--- START OF DATA LINES ---

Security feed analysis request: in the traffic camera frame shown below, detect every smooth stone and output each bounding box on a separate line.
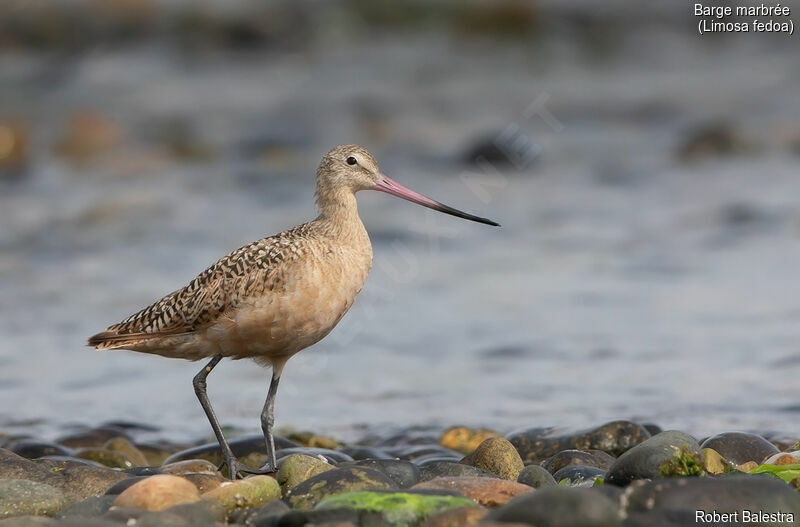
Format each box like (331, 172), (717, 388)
(6, 439), (72, 459)
(542, 450), (616, 474)
(553, 465), (606, 486)
(277, 454), (336, 494)
(410, 454), (463, 467)
(314, 491), (472, 527)
(275, 447), (353, 465)
(272, 509), (356, 527)
(0, 448), (52, 481)
(517, 465), (558, 489)
(46, 463), (129, 502)
(763, 452), (800, 465)
(485, 487), (620, 527)
(339, 445), (394, 461)
(701, 432), (778, 465)
(419, 461), (497, 481)
(123, 467), (164, 476)
(228, 500), (292, 526)
(439, 426), (501, 454)
(339, 459), (419, 489)
(461, 437), (525, 481)
(700, 448), (733, 474)
(114, 474), (200, 511)
(286, 467), (397, 510)
(162, 435), (300, 472)
(422, 507), (488, 527)
(412, 477), (534, 507)
(103, 437), (150, 467)
(135, 502), (220, 527)
(506, 421), (650, 464)
(106, 476), (150, 496)
(624, 475), (800, 527)
(56, 498), (115, 518)
(133, 443), (172, 467)
(160, 459), (220, 476)
(201, 475), (281, 514)
(56, 426), (128, 448)
(284, 432), (342, 450)
(386, 445), (464, 461)
(36, 456), (108, 468)
(74, 448), (134, 468)
(181, 474), (222, 494)
(605, 430), (700, 485)
(0, 479), (67, 518)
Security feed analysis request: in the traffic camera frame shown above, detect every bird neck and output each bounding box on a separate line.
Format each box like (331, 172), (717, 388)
(317, 189), (364, 235)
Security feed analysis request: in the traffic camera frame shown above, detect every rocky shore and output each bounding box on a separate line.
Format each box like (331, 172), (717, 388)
(0, 421), (800, 527)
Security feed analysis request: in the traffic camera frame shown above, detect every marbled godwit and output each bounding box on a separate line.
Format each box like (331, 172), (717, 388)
(89, 145), (498, 479)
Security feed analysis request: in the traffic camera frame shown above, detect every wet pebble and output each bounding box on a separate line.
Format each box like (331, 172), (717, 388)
(285, 467), (397, 509)
(507, 421), (650, 464)
(339, 459), (420, 489)
(75, 448), (135, 469)
(412, 477), (534, 507)
(160, 459), (220, 476)
(6, 439), (72, 459)
(517, 465), (557, 489)
(419, 461), (497, 481)
(542, 450), (615, 474)
(315, 491), (478, 526)
(622, 475), (800, 527)
(461, 437), (525, 481)
(114, 474), (200, 511)
(606, 430), (700, 485)
(439, 426), (500, 454)
(103, 437), (149, 467)
(553, 465), (606, 487)
(702, 432), (778, 465)
(277, 454), (336, 494)
(201, 475), (281, 514)
(164, 435), (300, 470)
(486, 487), (620, 527)
(0, 479), (67, 518)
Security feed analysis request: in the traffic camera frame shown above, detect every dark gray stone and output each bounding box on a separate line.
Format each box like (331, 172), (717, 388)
(419, 461), (497, 481)
(56, 496), (117, 518)
(623, 475), (800, 527)
(553, 465), (606, 486)
(507, 421), (650, 464)
(606, 430), (700, 485)
(701, 432), (779, 465)
(542, 450), (616, 474)
(486, 487), (620, 527)
(339, 459), (419, 489)
(6, 439), (72, 459)
(517, 465), (557, 489)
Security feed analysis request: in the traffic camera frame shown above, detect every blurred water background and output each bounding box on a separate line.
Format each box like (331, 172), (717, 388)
(0, 0), (800, 444)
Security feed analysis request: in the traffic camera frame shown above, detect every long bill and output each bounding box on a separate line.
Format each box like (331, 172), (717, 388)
(373, 174), (500, 227)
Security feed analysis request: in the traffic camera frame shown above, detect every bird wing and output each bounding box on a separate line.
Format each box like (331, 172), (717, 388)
(88, 231), (302, 349)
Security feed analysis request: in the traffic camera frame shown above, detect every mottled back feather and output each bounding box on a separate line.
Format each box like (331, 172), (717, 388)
(88, 223), (312, 348)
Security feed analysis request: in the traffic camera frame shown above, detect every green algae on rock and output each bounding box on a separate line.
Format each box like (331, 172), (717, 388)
(315, 491), (476, 527)
(0, 479), (67, 518)
(461, 437), (525, 481)
(285, 467), (397, 509)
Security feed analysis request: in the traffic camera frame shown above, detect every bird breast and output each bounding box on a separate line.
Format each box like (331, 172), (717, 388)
(206, 237), (372, 359)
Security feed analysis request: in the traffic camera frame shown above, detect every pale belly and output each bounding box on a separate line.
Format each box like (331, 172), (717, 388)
(201, 248), (371, 362)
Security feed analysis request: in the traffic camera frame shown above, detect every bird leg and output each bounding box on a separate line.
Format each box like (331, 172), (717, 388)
(258, 367), (282, 474)
(192, 355), (247, 479)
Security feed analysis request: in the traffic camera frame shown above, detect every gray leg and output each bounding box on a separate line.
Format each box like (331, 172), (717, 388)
(192, 355), (244, 479)
(259, 369), (281, 474)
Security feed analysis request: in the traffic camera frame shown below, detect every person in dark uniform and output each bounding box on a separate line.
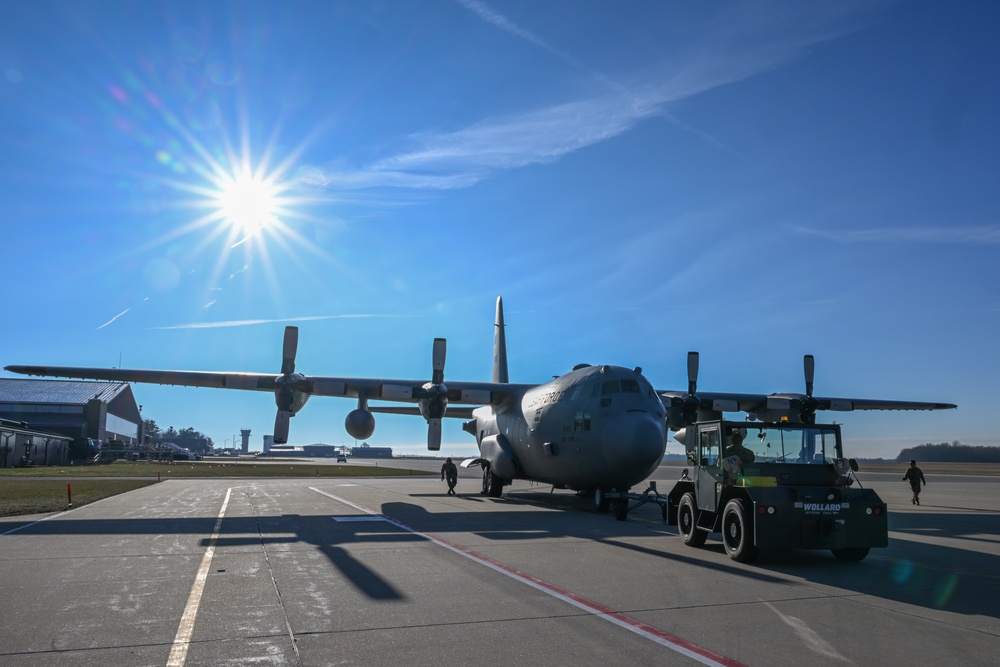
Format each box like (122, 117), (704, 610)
(722, 429), (757, 463)
(441, 456), (458, 496)
(903, 461), (927, 505)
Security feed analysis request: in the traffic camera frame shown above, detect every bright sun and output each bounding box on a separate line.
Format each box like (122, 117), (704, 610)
(218, 175), (278, 236)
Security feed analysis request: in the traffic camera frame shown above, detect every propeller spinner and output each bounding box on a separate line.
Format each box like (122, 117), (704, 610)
(274, 326), (309, 445)
(416, 338), (448, 452)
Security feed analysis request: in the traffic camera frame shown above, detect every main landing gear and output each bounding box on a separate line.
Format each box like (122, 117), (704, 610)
(594, 482), (669, 521)
(483, 465), (506, 498)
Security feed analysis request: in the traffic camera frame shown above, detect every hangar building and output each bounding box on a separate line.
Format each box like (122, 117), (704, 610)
(0, 378), (143, 458)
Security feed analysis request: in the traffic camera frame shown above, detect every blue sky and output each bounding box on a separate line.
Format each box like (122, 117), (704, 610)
(0, 0), (1000, 457)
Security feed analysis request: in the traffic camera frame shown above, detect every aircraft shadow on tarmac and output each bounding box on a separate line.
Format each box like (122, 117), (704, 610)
(492, 492), (1000, 618)
(9, 492), (1000, 618)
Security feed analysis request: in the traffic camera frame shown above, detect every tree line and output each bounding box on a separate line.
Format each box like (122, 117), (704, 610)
(143, 419), (214, 454)
(896, 440), (1000, 463)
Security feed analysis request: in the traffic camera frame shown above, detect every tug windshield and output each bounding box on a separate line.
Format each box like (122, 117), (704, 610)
(726, 423), (841, 465)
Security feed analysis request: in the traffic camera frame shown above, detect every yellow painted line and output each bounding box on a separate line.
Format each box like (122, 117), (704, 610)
(167, 488), (233, 667)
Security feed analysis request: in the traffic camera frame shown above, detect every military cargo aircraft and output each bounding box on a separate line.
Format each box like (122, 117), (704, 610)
(6, 298), (955, 518)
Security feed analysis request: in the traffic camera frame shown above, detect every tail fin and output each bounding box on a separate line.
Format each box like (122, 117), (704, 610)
(493, 296), (510, 383)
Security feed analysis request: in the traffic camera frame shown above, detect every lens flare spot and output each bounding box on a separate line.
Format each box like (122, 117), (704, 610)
(892, 560), (913, 584)
(142, 259), (181, 292)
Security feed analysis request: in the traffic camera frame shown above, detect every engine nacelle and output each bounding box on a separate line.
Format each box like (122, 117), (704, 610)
(417, 382), (448, 419)
(344, 408), (375, 440)
(274, 373), (310, 415)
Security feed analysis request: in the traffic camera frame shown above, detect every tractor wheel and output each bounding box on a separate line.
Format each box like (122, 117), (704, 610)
(722, 498), (758, 563)
(677, 493), (708, 547)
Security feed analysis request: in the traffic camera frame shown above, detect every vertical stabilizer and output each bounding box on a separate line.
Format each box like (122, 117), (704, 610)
(493, 296), (509, 382)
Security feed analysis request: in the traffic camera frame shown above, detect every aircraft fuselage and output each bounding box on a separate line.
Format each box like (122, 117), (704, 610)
(467, 366), (666, 490)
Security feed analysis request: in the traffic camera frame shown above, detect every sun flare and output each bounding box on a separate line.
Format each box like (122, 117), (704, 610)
(217, 175), (278, 236)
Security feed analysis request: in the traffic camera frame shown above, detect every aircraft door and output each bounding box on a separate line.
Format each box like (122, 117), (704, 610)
(694, 427), (722, 512)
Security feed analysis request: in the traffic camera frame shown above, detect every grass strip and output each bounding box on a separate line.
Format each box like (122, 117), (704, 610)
(0, 479), (156, 516)
(0, 461), (430, 479)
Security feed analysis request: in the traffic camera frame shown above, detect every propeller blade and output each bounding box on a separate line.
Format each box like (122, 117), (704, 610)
(281, 326), (299, 375)
(274, 410), (292, 445)
(427, 418), (441, 452)
(431, 338), (448, 384)
(802, 354), (816, 398)
(688, 352), (698, 394)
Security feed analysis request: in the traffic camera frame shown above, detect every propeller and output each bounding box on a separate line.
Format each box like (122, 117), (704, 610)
(801, 354), (819, 424)
(683, 352), (701, 424)
(274, 326), (309, 445)
(416, 338), (448, 452)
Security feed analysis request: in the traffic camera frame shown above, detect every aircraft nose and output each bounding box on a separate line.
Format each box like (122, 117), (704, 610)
(601, 412), (666, 484)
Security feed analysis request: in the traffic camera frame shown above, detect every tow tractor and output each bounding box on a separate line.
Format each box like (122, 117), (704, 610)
(657, 420), (889, 563)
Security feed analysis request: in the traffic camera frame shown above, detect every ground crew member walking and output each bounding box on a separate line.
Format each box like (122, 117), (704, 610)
(903, 461), (927, 505)
(441, 456), (458, 496)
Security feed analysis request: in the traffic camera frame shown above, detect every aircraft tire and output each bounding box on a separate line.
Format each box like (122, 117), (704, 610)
(594, 487), (611, 512)
(483, 468), (503, 498)
(722, 498), (759, 563)
(831, 547), (871, 563)
(677, 493), (708, 547)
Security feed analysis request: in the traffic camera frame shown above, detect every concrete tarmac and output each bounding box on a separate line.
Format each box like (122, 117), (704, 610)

--- END OF DATA LINES ---

EXERCISE GOAL:
Could you put the listing from the line with "detect every engine" to the line with "(274, 373), (310, 415)" into a two-column CSV headed input and output, giving each text-and-answer pair its own row, with every field quoted and line breaks turned into spaces?

FINAL RESULT:
input,output
"Security feed analysis request: in the traffic camera frame shown above, detect every engine nacelle and output each bounding box on a separate line. Format each box like (122, 117), (704, 610)","(417, 382), (448, 419) (344, 408), (375, 440) (274, 373), (310, 415)"